┏━━

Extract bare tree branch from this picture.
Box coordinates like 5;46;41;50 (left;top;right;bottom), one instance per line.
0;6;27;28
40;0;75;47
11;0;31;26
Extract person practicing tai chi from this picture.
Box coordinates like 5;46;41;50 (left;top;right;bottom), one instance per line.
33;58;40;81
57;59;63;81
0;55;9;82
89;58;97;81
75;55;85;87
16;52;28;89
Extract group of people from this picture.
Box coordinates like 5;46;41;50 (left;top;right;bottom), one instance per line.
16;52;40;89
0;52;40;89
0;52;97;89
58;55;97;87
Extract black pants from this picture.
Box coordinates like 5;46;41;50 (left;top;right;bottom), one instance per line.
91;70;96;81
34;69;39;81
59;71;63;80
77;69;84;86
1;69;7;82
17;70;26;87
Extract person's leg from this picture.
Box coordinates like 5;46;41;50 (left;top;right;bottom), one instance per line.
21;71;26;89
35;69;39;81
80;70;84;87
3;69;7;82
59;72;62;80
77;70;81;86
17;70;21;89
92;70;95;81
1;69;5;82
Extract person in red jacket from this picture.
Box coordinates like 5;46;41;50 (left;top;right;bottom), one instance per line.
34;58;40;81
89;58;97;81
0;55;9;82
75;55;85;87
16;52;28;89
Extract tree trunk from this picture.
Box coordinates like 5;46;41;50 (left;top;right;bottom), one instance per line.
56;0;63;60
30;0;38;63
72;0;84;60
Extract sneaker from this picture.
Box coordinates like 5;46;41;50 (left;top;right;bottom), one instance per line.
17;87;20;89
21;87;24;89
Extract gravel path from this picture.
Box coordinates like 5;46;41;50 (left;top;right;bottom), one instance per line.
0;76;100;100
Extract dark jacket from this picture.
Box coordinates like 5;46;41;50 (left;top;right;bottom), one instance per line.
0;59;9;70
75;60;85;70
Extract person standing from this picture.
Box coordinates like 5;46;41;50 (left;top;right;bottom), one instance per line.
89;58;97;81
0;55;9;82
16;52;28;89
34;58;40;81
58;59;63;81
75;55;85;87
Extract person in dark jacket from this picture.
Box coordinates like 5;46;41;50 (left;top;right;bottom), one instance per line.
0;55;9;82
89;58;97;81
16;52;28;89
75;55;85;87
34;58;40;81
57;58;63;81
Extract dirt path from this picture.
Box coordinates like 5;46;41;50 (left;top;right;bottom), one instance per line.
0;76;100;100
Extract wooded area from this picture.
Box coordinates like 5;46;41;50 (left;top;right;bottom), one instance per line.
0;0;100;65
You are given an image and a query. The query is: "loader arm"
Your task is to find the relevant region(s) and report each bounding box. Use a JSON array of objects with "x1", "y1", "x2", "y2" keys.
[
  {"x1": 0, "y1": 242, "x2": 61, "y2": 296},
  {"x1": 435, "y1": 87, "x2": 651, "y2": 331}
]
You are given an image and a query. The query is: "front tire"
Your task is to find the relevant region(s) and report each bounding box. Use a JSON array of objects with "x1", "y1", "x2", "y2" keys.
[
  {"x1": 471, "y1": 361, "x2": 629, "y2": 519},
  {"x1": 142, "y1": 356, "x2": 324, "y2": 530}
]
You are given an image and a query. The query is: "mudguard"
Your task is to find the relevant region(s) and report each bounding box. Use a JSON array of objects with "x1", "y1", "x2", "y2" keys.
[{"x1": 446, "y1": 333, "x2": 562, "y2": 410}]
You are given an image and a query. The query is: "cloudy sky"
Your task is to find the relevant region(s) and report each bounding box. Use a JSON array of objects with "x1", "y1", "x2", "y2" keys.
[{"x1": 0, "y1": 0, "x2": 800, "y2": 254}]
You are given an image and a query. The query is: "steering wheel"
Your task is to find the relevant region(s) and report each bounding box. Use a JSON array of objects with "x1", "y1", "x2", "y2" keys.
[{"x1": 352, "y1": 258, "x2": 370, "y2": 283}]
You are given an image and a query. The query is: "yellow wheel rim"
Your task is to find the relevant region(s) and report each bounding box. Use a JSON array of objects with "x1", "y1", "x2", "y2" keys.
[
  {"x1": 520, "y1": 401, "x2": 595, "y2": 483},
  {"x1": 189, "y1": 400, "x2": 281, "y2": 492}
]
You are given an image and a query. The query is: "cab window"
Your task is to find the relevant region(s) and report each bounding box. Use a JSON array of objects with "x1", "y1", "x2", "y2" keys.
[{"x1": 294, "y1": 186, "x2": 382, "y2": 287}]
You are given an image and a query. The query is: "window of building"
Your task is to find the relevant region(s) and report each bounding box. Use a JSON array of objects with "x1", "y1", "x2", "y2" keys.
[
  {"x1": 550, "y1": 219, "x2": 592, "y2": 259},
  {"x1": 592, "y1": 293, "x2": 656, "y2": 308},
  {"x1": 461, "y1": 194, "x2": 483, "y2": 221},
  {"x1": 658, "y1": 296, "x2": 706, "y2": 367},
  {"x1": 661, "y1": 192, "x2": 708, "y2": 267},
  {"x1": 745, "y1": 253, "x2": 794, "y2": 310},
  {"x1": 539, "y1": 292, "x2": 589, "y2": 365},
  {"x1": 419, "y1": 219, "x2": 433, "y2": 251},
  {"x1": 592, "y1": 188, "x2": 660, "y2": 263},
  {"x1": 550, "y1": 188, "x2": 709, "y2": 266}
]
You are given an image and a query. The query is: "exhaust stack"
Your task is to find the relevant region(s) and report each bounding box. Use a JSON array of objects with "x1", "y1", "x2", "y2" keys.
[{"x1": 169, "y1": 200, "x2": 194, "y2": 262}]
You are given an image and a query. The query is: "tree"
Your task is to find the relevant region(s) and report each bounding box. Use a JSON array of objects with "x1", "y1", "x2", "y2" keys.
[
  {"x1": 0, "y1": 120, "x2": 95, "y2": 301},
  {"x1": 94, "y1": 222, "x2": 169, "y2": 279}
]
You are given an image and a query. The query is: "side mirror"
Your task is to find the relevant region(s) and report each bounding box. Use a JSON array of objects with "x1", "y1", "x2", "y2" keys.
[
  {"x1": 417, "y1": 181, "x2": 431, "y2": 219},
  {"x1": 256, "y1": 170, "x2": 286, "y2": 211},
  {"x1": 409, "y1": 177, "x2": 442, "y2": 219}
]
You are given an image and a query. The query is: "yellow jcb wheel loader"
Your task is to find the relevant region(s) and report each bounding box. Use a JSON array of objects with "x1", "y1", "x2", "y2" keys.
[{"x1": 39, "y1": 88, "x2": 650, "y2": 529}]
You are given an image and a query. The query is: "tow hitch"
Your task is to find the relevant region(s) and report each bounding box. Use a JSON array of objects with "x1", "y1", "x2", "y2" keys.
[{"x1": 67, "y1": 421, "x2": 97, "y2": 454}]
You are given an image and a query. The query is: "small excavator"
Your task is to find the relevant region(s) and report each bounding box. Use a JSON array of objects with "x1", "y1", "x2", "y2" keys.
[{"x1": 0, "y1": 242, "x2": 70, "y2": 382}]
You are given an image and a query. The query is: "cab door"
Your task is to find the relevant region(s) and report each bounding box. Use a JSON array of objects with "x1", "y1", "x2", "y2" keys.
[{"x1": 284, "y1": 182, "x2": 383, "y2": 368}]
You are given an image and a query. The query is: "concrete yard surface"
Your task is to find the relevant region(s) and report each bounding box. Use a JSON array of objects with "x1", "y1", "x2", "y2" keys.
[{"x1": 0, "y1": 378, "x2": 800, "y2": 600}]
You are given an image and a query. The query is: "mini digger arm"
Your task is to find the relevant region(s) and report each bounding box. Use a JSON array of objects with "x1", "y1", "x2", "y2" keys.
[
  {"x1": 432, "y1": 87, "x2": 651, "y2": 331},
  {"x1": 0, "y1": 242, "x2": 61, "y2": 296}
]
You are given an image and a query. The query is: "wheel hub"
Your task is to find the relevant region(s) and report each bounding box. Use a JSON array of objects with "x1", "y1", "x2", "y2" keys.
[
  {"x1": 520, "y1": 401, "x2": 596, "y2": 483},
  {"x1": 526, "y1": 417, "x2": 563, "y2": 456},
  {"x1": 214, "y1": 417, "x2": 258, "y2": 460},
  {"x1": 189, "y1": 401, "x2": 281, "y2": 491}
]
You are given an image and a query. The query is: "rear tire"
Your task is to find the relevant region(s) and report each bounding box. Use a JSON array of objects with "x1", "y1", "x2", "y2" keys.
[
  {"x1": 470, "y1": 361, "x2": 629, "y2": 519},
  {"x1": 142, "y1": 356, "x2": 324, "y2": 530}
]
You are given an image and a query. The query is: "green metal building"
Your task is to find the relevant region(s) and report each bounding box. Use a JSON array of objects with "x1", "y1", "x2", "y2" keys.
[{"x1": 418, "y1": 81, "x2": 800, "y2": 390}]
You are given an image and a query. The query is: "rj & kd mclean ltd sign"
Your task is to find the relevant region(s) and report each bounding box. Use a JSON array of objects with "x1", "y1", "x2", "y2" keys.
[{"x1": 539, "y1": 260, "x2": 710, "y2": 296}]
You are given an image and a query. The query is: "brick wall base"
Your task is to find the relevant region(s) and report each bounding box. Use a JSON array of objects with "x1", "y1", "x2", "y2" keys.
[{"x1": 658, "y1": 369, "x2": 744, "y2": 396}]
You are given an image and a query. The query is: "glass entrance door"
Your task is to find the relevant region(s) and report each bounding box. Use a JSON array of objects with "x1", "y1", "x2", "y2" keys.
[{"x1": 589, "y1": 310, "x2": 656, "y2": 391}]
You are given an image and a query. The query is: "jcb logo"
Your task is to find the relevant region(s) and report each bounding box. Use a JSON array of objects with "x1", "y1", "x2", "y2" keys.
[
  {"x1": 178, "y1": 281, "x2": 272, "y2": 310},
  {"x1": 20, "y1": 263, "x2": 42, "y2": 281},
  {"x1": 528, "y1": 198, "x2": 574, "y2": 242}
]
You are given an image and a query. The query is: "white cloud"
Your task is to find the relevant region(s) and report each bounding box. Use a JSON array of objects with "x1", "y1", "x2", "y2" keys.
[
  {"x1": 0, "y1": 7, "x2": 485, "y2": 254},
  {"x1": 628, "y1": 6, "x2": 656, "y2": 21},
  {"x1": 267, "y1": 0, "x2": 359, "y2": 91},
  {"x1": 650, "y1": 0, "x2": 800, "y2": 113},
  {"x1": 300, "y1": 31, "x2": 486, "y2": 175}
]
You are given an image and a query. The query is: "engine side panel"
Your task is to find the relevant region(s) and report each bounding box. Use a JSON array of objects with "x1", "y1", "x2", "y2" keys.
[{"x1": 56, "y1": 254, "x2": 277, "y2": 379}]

┗━━
┏━━

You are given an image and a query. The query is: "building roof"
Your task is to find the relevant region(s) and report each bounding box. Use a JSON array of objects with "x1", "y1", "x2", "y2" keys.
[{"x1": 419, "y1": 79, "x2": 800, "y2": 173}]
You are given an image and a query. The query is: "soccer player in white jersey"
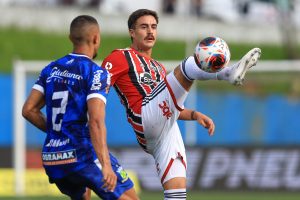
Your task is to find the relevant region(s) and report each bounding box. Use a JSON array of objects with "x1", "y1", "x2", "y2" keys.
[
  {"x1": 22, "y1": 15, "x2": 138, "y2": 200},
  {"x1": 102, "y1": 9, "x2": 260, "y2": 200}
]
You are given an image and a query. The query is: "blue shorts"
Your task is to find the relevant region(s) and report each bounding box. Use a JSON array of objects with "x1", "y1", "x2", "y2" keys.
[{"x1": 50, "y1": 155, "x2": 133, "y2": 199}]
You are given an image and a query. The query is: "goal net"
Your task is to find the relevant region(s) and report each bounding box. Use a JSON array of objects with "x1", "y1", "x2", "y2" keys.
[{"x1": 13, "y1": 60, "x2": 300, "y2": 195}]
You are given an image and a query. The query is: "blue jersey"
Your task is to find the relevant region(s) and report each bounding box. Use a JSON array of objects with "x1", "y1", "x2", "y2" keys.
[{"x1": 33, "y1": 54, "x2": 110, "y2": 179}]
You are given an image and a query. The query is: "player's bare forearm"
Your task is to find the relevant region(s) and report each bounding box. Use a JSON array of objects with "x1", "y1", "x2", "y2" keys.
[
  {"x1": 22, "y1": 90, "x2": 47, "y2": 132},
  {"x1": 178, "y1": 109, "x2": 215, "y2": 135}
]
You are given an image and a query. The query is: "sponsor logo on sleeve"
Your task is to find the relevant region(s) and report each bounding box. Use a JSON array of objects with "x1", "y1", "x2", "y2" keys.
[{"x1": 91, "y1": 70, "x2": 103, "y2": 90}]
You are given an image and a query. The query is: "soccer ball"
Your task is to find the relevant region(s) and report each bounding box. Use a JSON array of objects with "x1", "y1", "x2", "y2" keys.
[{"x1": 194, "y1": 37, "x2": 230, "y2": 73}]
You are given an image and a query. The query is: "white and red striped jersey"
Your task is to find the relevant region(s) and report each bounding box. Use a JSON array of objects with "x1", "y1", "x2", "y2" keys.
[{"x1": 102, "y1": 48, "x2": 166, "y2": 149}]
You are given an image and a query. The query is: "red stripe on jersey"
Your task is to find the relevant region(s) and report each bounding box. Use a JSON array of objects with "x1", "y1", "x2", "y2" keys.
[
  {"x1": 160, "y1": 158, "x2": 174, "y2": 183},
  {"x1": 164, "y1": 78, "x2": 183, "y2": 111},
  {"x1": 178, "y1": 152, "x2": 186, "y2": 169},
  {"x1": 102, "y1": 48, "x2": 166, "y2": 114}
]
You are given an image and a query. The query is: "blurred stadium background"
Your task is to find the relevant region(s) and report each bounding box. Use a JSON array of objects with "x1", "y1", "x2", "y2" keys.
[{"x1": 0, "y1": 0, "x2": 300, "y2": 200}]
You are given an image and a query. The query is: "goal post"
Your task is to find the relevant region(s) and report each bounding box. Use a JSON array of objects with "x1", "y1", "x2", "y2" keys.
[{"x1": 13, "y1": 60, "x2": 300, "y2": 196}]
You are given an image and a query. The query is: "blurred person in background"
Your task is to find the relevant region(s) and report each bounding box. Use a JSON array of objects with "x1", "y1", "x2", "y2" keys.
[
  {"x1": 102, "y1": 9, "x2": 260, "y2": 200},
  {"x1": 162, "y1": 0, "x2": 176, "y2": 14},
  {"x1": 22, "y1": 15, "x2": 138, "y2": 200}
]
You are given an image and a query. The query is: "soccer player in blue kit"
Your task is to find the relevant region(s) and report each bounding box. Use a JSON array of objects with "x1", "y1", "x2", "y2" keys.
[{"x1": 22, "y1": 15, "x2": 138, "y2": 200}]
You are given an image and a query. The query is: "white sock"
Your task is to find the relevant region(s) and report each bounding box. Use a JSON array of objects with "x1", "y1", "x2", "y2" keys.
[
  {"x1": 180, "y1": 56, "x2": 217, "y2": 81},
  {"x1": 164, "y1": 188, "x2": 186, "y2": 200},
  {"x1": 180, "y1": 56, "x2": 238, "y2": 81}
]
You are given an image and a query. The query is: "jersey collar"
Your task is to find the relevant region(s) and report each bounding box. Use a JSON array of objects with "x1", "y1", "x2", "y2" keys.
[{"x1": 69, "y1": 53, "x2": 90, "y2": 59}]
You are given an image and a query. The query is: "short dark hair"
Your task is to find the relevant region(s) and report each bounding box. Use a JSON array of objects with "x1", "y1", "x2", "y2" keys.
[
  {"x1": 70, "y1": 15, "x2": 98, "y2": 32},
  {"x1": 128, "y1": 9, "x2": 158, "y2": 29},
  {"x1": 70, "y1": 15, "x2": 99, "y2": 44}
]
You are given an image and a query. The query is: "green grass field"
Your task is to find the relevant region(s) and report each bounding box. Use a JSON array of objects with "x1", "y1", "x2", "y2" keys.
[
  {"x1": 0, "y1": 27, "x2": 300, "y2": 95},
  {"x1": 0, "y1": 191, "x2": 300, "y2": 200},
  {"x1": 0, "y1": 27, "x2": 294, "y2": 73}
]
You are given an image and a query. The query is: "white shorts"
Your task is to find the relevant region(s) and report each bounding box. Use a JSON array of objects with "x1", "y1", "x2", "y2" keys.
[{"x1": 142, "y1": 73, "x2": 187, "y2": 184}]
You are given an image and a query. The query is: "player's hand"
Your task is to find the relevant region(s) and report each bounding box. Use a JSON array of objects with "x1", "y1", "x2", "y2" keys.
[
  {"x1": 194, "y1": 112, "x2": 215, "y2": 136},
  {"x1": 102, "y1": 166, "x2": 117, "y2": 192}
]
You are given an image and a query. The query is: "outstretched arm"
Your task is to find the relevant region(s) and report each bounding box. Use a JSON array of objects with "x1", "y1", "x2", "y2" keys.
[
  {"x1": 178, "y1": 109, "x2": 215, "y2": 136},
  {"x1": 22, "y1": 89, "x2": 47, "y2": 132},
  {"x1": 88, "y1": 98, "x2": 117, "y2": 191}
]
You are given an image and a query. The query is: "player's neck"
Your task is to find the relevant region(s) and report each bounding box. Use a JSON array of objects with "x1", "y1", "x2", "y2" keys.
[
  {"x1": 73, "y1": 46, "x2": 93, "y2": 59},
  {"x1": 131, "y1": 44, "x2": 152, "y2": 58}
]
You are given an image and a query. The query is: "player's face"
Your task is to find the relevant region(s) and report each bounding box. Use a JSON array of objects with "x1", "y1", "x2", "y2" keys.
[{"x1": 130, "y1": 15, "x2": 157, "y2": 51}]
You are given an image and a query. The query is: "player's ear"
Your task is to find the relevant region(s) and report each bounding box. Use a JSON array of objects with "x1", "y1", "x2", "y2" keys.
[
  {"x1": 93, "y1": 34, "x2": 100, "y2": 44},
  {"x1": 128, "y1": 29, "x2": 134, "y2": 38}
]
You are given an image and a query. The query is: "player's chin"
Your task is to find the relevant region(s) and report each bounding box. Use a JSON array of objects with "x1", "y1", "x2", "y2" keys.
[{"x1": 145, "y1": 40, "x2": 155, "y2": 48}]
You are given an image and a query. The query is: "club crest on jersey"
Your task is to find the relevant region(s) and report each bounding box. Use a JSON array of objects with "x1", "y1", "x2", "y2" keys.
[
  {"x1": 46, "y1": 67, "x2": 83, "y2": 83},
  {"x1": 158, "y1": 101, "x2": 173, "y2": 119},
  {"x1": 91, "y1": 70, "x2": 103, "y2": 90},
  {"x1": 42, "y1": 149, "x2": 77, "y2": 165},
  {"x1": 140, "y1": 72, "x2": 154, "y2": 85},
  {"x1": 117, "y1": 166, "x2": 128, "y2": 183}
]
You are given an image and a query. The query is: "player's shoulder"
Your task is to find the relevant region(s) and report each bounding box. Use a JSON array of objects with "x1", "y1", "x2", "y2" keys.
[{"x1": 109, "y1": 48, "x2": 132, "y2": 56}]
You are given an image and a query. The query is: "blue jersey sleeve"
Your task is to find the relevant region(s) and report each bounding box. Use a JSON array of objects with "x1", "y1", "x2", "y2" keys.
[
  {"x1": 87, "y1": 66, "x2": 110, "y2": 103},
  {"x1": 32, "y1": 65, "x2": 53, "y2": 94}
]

┗━━

EXERCISE AIM = Convert everything in the listing from the line containing "Extract tree trunk from this picture." down to the line containing "75;60;85;70" into a two-column CSV with the columns text and answer. Each row should hold one text and its answer, with every field in double quotes and line breaks replaced by spaces.

CORRECT ANSWER =
text,answer
"Extract tree trunk from this picture. Box coordinates like 5;46;41;50 (left;top;right;bottom), one instance per line.","56;0;63;60 30;0;38;63 72;0;84;60"
"Extract sneaker from this picture. Box coordinates like 5;46;41;50 (left;top;right;bottom), one instance per line.","17;87;20;89 21;87;24;89"
"Extract gravel path from this picture. Box coordinates like 5;46;41;50 (left;top;right;bottom), one instance per line.","0;76;100;100"
"Extract dark jacket from this picture. Box coordinates like 5;46;41;50 (left;top;right;bottom), one instance per line.","0;59;9;70 75;60;85;70"